• _Given text_
════════
# Woo hoo! We got our first egg! :)



## Hammhocks (Jan 19, 2013)

I was so excited to see our first egg this morning! And a "green" one at that. So very fitting that our family name is Hamm and our first egg is green. Green Egg for the Hamm's! LOL 

I really wasn't expecting to see any eggs for another month or so. I was going to start the girls on layer food this week but one of the girls beat me to the punch.


----------



## GenFoe (Apr 3, 2013)

So cool! Congrats


----------



## 7chicks (Jun 29, 2012)

Woohoo! Congratulations to you and Ham!


----------



## RiverOtter54 (Feb 7, 2013)

How many of us have a phone pic of our first egg in the phone photo gallery??....we are sooooo proud.....grats on egg#1


----------



## Hammhocks (Jan 19, 2013)

Thanks! I found our 2nd egg yesterday afternoon! Another green one. I thought I was going to witness our 3rd egg being laid. One of our Easter Eggers went to the nesting box while I was in the coop giving everyone a treat. She stayed there for a while and "squatted" a few times but... no egg laid. Our girls will be 4 months old this Sunday. I never expected to see eggs this soon.  Our friend called this morning, very excited. He has 4 month old ladies too and he now has 2 eggs. Pretty cool to be adults and sharing photo text messages of our chicken's eggs.


----------



## Happeesupermom (Aug 29, 2012)

Congratulations! How egg-citing! ;-)


----------



## Apyl (Jun 20, 2012)

Cool, Congrats !


----------



## Jim (Sep 26, 2012)

Happy dance. Congrats. My first egg is framed on in a shadow box.


----------



## Hammhocks (Jan 19, 2013)

Jim said:


> Happy dance. Congrats. My first egg is framed on in a shadow box.


What an awesome idea!  I wish I had thought to do that.


----------



## Jim (Sep 26, 2012)
════════
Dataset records
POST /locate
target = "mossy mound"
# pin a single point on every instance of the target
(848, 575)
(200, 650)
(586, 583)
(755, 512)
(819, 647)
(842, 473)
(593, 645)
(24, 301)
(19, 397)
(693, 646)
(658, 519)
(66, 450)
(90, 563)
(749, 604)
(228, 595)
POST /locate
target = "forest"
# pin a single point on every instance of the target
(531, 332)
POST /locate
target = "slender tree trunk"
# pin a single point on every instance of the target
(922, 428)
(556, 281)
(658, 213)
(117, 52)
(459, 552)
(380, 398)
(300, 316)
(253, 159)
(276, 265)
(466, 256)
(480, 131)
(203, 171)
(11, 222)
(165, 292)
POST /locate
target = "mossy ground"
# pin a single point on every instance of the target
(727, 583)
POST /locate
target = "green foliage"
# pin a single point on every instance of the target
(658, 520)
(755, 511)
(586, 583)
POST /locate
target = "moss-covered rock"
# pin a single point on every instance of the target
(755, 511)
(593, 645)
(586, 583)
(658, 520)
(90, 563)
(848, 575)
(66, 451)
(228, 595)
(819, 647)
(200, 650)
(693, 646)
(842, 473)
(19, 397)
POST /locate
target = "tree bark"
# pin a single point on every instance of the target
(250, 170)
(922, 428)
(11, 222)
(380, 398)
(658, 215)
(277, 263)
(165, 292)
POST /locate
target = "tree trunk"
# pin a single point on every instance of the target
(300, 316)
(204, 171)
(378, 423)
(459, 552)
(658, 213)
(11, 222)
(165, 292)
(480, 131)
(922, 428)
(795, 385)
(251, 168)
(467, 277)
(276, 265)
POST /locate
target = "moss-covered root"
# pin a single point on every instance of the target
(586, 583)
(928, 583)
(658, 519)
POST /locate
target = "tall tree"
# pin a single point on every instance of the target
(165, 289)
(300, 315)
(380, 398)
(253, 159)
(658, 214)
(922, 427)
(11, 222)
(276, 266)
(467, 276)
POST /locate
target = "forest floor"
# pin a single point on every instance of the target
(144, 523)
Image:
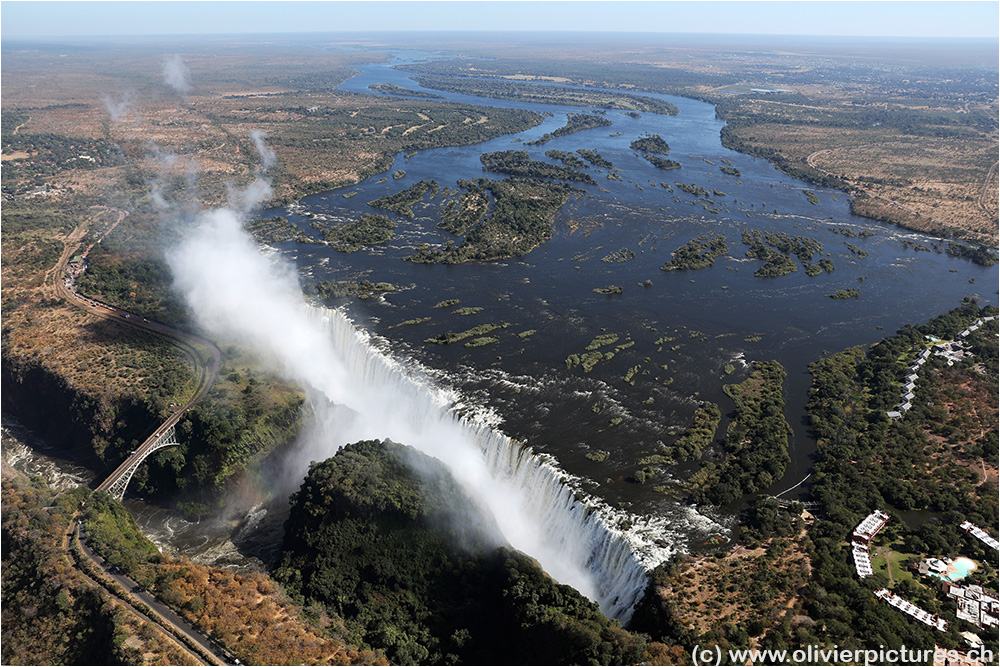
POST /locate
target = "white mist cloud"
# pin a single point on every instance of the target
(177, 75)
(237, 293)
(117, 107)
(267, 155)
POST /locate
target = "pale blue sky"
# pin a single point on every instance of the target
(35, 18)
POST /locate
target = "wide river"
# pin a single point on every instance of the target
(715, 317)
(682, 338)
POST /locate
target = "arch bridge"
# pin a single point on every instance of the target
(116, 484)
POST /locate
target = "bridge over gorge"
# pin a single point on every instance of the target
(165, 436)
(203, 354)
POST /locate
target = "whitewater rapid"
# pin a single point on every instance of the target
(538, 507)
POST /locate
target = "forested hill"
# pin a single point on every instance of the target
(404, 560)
════════
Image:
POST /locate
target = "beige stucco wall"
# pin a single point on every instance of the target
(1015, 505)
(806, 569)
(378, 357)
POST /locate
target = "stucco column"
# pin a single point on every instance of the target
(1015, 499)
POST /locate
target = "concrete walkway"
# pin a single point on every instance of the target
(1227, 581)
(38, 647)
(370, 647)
════════
• _Parts of the exercise_
a: Pick out every line of the rows that contains the string "stucco", matching case exactly.
b: Carry on the first-egg forum thread from its final line.
The first-egg forum thread and the rows have nothing to do with each other.

• _The results_
a:
target = "beige stucco wall"
target = "stucco column"

b:
My wife even did a cross stitch for the background.


----------



## sociallyskilled (Apr 25, 2013)

*Pic!*

I'd love to see a picture of your shadow box and cross stitch. Our girls are 2 months old, so we won't get eggs for a few more months yet, but I'm sure we're going to be elated when we get our first egg!


----------



## Jim (Sep 26, 2012)

sociallyskilled said:


> I'd love to see a picture of your shadow box and cross stitch. Our girls are 2 months old, so we won't get eggs for a few more months yet, but I'm sure we're going to be elated when we get our first egg!


Here it is.


----------



## Chicka-Js (May 3, 2013)

That is so neat. I can't wait until we get to post our first egg.


----------



## Jim (Sep 26, 2012)

Chicka-Js said:


> That is so neat. I can't wait until we get to post our first egg.


We did have to chip away at the back of the egg to git it to fit, width wise. That was nerve wracking.


----------



## L0rZ (Mar 23, 2013)

I love that idea! It's so cute and crafty! I wish I would have seen it sooner!


----------



## pammy226 (May 18, 2013)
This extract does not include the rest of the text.